WHAT IS EXPECTED: Please write out the passage from the biography of Neeraj Kumar Singh, starting at "Neeraj Kumar Singh" and continuing down to "in June 2020.", word for word.

TEXT PROVIDED:
+ + + + + + +

Neeraj Kumar Singh alias Bablu (born 1969) is an Indian politician who is serving as a Member of the Bihar Legislative Assembly from the Chhatapur representing the Bharatiya Janata Party. He became Minister of Environment and Forest in Seventh Nitish Kumar ministry on February 9, 2021.

Early life and education
Bablu was born 2 February 1969 in Maldiha village in the Purnia district of Bihar to his father Ram Kishor Singh. He is married to Nootan Singh, they have two sons. He belongs to the General Class Rajput community. He holds a Bachelor of Applied Science degree.

He is the cousin of the famous Bollywood actor Sushant Singh Rajput, who died in June 2020.

+ + + + + + +

ENTRIES PROVIDED:

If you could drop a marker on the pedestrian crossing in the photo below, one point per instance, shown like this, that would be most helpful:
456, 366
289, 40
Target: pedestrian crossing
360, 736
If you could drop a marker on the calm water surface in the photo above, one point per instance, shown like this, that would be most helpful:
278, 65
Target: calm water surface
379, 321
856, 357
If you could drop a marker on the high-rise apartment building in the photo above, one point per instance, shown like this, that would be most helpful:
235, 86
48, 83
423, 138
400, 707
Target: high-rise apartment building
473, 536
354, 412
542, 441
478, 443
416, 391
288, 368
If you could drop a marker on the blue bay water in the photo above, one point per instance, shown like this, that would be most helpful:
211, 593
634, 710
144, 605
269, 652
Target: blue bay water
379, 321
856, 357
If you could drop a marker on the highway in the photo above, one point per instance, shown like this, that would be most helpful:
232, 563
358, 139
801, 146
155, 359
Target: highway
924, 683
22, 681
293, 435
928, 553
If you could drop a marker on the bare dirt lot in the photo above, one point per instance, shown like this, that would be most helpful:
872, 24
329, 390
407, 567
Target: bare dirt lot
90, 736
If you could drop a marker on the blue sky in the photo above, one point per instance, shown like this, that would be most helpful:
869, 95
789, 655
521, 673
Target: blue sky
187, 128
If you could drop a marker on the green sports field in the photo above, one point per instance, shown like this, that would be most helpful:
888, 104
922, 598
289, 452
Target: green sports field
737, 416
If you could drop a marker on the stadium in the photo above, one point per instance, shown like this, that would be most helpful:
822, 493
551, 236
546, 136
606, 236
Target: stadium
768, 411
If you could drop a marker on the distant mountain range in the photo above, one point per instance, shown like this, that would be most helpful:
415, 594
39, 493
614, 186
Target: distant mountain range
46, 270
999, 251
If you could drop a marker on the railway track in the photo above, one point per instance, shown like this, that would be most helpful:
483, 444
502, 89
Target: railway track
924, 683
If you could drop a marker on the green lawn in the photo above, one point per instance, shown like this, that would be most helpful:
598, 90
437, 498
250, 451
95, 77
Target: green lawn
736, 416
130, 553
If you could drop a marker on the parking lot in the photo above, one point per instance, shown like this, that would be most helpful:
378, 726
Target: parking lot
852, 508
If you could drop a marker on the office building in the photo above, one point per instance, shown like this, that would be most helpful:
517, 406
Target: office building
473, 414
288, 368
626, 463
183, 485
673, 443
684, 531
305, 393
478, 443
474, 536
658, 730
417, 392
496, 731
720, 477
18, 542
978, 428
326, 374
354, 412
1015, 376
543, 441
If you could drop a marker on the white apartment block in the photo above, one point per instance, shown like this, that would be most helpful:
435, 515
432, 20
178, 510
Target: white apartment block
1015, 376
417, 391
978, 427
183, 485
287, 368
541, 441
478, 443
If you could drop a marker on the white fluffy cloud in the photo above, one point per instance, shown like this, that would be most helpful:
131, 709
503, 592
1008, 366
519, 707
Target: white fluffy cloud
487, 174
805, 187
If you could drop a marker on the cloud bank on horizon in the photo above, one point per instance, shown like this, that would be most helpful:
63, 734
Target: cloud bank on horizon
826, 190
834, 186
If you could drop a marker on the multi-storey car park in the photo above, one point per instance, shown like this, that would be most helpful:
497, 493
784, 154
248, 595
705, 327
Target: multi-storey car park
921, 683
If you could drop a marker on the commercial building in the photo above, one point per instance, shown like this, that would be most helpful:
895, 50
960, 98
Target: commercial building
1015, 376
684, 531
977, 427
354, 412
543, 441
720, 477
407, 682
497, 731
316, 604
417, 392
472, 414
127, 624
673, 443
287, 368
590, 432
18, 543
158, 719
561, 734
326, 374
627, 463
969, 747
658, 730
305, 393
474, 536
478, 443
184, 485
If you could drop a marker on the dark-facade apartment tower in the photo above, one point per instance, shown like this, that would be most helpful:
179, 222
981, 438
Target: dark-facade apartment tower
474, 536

+ + + + + + +

TASK ANSWER:
Neeraj Kumar Singh alias Bablu (born 1969) is an Indian politician who is serving as a Member of the Bihar Legislative Assembly from the Chhatapur representing the Bharatiya Janata Party. He became Minister of Environment and Forest in Seventh Nitish Kumar ministry on February 9, 2021.

Early life and education
Bablu was born 2 February 1969 in Maldiha village in the Purnia district of Bihar to his father Ram Kishor Singh. He is married to Nootan Singh, they have two sons. He belongs to the General Class Rajput community. He holds a Bachelor of Applied Science degree.

He is the cousin of the famous Bollywood actor Sushant Singh Rajput, who died in June 2020.